• [RECORD EXCERPTS]
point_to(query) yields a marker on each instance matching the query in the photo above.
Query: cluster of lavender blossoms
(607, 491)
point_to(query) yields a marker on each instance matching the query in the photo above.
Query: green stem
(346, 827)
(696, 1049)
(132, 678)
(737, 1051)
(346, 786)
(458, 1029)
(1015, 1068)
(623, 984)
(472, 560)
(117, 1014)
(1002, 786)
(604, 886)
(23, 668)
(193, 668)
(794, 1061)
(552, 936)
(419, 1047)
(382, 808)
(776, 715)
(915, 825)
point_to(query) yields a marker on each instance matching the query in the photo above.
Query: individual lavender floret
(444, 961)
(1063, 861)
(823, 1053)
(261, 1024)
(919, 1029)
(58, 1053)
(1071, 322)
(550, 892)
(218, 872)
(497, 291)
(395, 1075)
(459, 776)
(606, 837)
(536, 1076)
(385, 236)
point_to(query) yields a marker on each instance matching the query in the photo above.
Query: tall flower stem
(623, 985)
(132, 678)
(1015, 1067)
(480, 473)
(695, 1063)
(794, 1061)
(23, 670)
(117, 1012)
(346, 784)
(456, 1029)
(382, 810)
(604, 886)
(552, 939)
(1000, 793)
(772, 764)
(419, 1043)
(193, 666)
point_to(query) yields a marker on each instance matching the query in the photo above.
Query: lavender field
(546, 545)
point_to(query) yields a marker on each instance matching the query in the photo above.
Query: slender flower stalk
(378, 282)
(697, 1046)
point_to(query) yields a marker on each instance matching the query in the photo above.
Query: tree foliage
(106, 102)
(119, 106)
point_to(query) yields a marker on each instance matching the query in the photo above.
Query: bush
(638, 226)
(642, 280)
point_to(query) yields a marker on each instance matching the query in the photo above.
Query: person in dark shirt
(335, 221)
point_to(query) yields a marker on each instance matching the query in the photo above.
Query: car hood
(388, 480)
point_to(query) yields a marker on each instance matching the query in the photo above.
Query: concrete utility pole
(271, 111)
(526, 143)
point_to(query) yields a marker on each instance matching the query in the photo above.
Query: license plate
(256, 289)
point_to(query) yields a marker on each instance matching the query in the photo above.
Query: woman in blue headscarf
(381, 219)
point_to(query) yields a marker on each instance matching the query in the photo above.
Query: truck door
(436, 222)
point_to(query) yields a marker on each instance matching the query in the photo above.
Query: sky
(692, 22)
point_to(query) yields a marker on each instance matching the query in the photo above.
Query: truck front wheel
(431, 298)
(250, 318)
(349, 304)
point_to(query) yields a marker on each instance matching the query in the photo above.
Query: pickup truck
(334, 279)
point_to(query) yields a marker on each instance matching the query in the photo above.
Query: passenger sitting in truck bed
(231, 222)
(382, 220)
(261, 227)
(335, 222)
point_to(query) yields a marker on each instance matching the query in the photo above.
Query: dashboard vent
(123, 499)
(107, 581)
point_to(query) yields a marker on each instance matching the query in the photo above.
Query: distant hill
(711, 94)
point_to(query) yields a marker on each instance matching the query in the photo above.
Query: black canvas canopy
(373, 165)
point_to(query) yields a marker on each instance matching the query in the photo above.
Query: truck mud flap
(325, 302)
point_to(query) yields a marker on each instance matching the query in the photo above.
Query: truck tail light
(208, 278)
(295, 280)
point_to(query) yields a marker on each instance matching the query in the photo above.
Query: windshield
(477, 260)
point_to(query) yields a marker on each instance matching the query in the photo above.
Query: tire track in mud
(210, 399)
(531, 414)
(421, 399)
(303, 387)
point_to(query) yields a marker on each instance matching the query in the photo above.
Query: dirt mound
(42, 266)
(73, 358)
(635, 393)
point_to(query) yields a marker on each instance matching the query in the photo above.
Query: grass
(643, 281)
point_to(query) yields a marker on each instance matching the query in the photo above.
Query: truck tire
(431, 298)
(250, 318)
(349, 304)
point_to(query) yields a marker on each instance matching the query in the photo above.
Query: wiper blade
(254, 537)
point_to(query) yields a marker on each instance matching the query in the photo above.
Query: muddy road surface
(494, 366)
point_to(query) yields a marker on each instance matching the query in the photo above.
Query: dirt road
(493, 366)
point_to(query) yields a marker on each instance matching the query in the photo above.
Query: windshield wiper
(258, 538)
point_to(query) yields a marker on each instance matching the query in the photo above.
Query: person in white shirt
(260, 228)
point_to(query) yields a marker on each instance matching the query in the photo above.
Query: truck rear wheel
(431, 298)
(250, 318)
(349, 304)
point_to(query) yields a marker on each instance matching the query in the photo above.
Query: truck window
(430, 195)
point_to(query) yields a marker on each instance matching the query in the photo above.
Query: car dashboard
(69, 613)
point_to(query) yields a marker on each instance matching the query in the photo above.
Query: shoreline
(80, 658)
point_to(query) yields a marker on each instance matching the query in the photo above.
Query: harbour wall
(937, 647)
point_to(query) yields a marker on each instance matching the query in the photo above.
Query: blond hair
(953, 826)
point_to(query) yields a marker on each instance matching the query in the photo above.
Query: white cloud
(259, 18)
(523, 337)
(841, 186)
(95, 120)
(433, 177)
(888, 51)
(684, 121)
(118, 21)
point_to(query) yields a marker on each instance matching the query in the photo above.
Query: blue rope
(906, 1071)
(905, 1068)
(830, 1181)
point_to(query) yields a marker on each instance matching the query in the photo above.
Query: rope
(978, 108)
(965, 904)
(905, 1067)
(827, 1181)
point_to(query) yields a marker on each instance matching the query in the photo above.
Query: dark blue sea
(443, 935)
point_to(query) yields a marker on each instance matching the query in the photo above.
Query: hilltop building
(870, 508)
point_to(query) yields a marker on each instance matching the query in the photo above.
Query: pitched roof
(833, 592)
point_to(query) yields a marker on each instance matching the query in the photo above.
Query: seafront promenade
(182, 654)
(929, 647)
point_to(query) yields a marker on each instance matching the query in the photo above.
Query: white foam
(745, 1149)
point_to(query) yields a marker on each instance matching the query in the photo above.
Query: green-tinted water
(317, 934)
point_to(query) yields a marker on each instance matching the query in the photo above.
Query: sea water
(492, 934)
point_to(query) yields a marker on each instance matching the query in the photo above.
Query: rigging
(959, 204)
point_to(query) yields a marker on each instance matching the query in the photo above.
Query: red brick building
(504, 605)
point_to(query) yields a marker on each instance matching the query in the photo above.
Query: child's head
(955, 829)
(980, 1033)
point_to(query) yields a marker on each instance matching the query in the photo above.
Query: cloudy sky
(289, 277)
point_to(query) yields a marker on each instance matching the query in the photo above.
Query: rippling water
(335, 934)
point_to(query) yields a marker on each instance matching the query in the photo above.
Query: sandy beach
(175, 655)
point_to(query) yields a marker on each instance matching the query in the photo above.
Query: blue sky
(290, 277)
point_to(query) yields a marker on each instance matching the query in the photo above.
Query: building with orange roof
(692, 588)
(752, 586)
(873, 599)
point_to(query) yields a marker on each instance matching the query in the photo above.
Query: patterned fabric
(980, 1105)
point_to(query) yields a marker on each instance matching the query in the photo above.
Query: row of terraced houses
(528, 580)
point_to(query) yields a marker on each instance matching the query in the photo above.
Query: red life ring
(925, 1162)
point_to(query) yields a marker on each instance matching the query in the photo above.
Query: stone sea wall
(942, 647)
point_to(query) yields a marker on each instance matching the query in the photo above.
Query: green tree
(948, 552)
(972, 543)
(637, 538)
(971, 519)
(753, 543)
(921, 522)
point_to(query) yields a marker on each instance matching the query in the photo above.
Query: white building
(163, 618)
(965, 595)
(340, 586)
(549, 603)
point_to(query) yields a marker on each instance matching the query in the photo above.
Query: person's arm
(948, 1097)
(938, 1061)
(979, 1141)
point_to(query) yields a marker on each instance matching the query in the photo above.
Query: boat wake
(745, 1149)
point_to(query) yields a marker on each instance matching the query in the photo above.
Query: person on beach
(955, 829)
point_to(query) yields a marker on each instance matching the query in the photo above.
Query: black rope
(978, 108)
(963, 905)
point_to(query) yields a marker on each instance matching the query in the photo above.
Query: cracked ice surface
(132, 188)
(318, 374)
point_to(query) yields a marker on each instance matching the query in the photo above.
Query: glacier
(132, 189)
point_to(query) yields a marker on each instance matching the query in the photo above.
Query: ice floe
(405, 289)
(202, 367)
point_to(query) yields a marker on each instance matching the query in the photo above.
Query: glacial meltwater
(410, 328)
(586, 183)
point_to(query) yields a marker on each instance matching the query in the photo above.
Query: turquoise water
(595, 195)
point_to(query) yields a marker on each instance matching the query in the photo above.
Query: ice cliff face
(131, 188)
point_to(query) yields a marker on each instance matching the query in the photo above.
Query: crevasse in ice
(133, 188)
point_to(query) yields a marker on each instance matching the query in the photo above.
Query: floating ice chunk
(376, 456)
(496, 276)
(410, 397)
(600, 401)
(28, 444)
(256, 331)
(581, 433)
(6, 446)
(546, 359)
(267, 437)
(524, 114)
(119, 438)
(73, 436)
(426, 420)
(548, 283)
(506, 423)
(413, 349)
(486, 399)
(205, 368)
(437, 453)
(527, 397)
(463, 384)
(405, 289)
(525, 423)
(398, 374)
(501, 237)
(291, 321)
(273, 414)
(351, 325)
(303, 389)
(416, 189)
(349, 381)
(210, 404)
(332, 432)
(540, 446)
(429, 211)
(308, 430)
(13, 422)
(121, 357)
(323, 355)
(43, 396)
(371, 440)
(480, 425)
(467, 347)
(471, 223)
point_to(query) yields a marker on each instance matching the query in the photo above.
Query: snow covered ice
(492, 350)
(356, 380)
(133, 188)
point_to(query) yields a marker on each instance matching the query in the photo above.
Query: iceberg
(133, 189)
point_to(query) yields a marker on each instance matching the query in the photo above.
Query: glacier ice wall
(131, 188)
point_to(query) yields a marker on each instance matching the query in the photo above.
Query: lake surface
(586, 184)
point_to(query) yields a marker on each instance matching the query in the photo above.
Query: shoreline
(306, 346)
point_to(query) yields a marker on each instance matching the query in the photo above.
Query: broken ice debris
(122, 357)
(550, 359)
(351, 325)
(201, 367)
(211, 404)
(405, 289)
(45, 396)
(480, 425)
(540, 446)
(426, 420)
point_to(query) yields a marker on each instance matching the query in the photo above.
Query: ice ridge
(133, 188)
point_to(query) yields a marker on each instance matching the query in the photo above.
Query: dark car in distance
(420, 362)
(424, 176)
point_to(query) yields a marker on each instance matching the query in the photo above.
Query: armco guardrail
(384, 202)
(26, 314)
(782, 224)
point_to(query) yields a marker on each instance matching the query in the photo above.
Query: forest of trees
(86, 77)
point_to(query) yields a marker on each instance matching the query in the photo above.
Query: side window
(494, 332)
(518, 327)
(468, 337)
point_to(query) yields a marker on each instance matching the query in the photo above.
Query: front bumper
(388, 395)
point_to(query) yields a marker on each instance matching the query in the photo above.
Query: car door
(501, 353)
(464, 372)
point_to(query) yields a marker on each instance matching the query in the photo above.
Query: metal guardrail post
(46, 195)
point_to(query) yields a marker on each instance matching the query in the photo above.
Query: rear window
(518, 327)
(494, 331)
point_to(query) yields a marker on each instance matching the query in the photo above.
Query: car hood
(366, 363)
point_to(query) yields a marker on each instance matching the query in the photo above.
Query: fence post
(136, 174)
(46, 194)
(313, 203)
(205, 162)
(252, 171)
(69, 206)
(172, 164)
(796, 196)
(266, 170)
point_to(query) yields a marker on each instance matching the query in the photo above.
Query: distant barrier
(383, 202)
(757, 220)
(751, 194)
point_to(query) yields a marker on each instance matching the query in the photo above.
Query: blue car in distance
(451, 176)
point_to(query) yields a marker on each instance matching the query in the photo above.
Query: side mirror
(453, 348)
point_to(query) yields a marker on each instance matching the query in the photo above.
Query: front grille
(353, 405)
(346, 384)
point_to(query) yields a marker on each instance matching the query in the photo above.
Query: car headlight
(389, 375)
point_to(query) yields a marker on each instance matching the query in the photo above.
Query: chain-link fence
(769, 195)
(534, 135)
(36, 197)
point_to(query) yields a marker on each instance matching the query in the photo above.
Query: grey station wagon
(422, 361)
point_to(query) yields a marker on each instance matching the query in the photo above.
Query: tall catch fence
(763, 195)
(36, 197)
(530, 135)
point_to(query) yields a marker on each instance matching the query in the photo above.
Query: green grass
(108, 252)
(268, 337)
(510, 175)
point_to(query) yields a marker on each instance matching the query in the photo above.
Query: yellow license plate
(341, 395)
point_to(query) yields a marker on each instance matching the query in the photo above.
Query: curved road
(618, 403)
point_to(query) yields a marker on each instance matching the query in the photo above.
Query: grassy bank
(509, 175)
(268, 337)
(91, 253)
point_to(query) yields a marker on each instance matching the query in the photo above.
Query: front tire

• [PROBLEM STATEMENT] Starting at the line with "Query: curved road", copy each line through the end of the data, both ends included, and give nothing else.

• [WRITTEN SOLUTION]
Query: curved road
(618, 403)
point_to(query) yields a marker on each instance matching the query in the photo above.
Query: grassy bank
(509, 175)
(268, 337)
(91, 253)
point_to(query) yields a marker on each instance matching the query in the photo above.
Query: front tire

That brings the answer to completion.